→ Exercise description: Copy out every record below with complete accuracy.

→ Records for this exercise:
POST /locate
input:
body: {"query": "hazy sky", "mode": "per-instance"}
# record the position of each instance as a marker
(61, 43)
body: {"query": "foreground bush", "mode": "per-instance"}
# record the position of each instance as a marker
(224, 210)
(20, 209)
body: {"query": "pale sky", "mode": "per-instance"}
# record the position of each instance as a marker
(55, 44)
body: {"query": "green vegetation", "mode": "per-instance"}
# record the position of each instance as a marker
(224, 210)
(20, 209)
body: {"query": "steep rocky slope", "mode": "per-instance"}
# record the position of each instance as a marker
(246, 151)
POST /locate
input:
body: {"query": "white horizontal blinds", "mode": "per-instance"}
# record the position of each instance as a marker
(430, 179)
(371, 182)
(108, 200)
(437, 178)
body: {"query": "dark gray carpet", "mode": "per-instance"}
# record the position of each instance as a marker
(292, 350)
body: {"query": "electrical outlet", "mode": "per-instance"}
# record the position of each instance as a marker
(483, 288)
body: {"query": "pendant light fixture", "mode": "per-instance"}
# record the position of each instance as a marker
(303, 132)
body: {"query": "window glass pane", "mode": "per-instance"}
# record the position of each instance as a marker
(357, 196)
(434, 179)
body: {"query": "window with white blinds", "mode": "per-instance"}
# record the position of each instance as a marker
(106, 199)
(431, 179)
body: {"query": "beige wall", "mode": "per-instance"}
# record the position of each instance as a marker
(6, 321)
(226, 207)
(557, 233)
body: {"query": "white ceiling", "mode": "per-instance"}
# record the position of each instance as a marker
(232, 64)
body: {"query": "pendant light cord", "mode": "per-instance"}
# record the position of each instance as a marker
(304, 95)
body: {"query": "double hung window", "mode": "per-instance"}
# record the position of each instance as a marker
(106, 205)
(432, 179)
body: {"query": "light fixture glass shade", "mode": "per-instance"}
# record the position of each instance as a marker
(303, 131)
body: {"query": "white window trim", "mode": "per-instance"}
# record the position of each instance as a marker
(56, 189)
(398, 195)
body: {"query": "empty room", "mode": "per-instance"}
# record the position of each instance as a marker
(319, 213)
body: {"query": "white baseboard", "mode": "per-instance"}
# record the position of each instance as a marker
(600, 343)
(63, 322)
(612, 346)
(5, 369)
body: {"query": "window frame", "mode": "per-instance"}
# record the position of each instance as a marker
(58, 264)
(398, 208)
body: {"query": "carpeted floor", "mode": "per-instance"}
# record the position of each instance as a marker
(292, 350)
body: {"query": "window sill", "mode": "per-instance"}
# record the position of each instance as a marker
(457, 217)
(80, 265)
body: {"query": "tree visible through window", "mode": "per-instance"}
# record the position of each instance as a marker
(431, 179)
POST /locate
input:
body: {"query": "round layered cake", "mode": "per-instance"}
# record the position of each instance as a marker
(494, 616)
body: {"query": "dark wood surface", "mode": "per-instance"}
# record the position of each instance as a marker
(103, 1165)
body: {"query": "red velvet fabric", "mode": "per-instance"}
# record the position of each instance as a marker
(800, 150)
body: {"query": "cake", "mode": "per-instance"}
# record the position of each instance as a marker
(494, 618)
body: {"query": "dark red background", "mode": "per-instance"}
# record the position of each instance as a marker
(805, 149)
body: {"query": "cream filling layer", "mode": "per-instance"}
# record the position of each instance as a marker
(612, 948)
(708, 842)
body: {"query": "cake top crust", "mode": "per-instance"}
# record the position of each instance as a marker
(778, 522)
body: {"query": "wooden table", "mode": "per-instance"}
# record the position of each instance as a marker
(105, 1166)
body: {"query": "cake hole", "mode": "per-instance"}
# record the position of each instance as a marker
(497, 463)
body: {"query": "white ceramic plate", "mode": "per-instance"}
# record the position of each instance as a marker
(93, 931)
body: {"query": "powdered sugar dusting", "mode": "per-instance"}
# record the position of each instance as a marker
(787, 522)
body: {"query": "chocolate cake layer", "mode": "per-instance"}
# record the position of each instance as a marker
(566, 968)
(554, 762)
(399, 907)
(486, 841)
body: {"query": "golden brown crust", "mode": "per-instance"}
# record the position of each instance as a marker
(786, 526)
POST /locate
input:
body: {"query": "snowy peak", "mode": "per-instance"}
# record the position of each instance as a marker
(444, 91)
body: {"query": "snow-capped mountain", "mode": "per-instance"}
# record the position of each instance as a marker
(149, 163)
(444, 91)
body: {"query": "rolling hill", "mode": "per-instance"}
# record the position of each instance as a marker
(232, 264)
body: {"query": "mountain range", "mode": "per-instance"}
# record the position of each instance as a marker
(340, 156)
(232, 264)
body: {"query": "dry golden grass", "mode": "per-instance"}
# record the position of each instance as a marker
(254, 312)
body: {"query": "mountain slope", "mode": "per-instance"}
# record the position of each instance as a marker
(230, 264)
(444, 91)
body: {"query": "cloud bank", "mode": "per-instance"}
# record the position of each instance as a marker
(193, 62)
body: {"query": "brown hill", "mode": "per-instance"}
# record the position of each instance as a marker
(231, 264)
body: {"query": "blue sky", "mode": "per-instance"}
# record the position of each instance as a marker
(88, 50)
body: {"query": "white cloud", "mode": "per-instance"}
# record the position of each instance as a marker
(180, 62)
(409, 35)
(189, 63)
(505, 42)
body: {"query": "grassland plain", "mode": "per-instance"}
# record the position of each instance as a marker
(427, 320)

→ Answer for the task:
POST /locate
input:
body: {"query": "hazy sky", "mode": "per-instance"}
# record the position of each instance as a marker
(61, 43)
body: {"query": "foreground bush", "mode": "per-instance"}
# record the position of each instance as a marker
(224, 210)
(20, 209)
body: {"query": "pale sky", "mode": "per-instance"}
# record the position of each instance as a marker
(55, 44)
body: {"query": "green vegetation", "mode": "per-instance"}
# record the position of each instance as a marker
(224, 210)
(20, 209)
body: {"query": "steep rocky slope", "mode": "per-instance"}
# record the position of each instance as a marker
(246, 151)
POST /locate
input:
body: {"query": "white horizontal blinds", "mode": "per-instance"}
# record the position of each instance as a marker
(430, 179)
(371, 182)
(108, 200)
(437, 178)
body: {"query": "dark gray carpet", "mode": "per-instance"}
# record the position of each instance as a marker
(292, 350)
body: {"query": "electrical outlet", "mode": "per-instance"}
# record the position of each instance as a marker
(483, 288)
body: {"query": "pendant light fixture", "mode": "per-instance"}
# record the position of each instance as a marker
(303, 132)
body: {"query": "window glass pane", "mode": "per-instance"}
# record the position of each instance as a marker
(357, 196)
(434, 179)
body: {"query": "window with white blinds", "mode": "per-instance"}
# record the position of each instance as a marker
(106, 199)
(431, 179)
body: {"query": "beige wall", "mode": "per-instance"}
# record the position of each instance as a marker
(6, 321)
(226, 207)
(557, 233)
body: {"query": "white ceiling", "mode": "per-instance"}
# record the position of each instance as a marker
(232, 64)
body: {"query": "pendant light cord", "mode": "per-instance"}
# record the position of each instance as a marker
(304, 95)
body: {"query": "double hung window", "mode": "per-instance"}
# record the position of each instance as a marker
(106, 205)
(432, 179)
body: {"query": "light fixture glass shade", "mode": "per-instance"}
# record the position of each instance as a marker
(303, 131)
body: {"query": "white window trim", "mode": "per-instance"}
# record the position of each instance as a marker
(56, 189)
(398, 195)
body: {"query": "empty room", "mode": "per-instance"}
# record the position of each instance as a marker
(319, 213)
body: {"query": "white baseboard", "mode": "per-instance"}
# record the position of each instance as a marker
(600, 343)
(63, 322)
(612, 346)
(5, 369)
body: {"query": "window frame", "mode": "per-instance"}
# record the position of each instance as a marker
(58, 264)
(398, 208)
body: {"query": "carpeted floor", "mode": "per-instance"}
# record the position of each instance as a marker
(292, 350)
body: {"query": "window sill", "mode": "per-instance"}
# record the position of each instance as a marker
(457, 217)
(80, 265)
body: {"query": "tree visible through window", "mode": "per-instance"}
# record the position of each instance as a marker
(431, 179)
POST /locate
input:
body: {"query": "round layered cake", "mode": "per-instance"}
# record the position of each instance as a marker
(494, 616)
body: {"query": "dark wood surface", "mode": "per-instance"}
# record the position of each instance as a marker
(103, 1165)
body: {"query": "red velvet fabric", "mode": "per-instance"}
# record the position of each instance as a marker
(800, 150)
body: {"query": "cake", "mode": "per-instance"}
# record the position of each instance as a marker
(494, 618)
body: {"query": "dark red background", "mode": "per-instance"}
# record the position of each instance as a marker
(805, 149)
body: {"query": "cream filling layer", "mode": "per-instance"}
# record the position of each instance as a marker
(612, 948)
(708, 842)
body: {"query": "cake top crust", "mode": "per-instance"}
# record the position of each instance as a marker
(778, 522)
body: {"query": "wooden table", "mode": "per-instance"}
# record the position of each instance as a marker
(105, 1166)
body: {"query": "cake hole", "mode": "per-instance"}
# record the position of each instance as a marker
(497, 463)
body: {"query": "white ceramic plate", "mode": "per-instance"}
# record the position of each instance as a marker
(93, 931)
body: {"query": "powdered sugar dusting", "mode": "per-instance"}
# record the position of each instance as a marker
(787, 522)
body: {"query": "chocolate cake layer", "mode": "per-instance"}
# record the position of each instance as a marker
(566, 968)
(554, 762)
(399, 907)
(486, 841)
body: {"query": "golden brown crust", "mode": "per-instance"}
# record the position of each instance as a marker
(786, 526)
POST /locate
input:
body: {"query": "snowy peak", "mode": "per-instance"}
# record the position of each instance as a marker
(444, 91)
body: {"query": "snow-capped mountain", "mode": "per-instance"}
# record the position of each instance as a marker
(149, 163)
(444, 91)
body: {"query": "rolling hill", "mode": "per-instance"}
# record the position of each instance as a marker
(232, 264)
body: {"query": "mountain range", "mode": "per-instance"}
# record the position of each instance as a marker
(340, 156)
(232, 264)
body: {"query": "dry golden grass", "mode": "per-instance"}
# record the position of each instance as a marker
(254, 312)
body: {"query": "mountain slope", "mode": "per-instance"}
# record the position of each instance as a marker
(230, 264)
(444, 91)
body: {"query": "cloud bank", "mode": "per-instance"}
# record the position of each instance as a marker
(193, 62)
body: {"query": "brown hill", "mode": "per-instance"}
# record the position of each instance as a marker
(231, 264)
body: {"query": "blue sky", "mode": "per-instance"}
# record the position of each instance as a marker
(88, 50)
body: {"query": "white cloud", "mode": "per-instance"}
# record the position of each instance as a marker
(180, 62)
(409, 35)
(189, 63)
(505, 42)
body: {"query": "grassland plain", "mode": "per-instance"}
# record the position of each instance as a marker
(427, 320)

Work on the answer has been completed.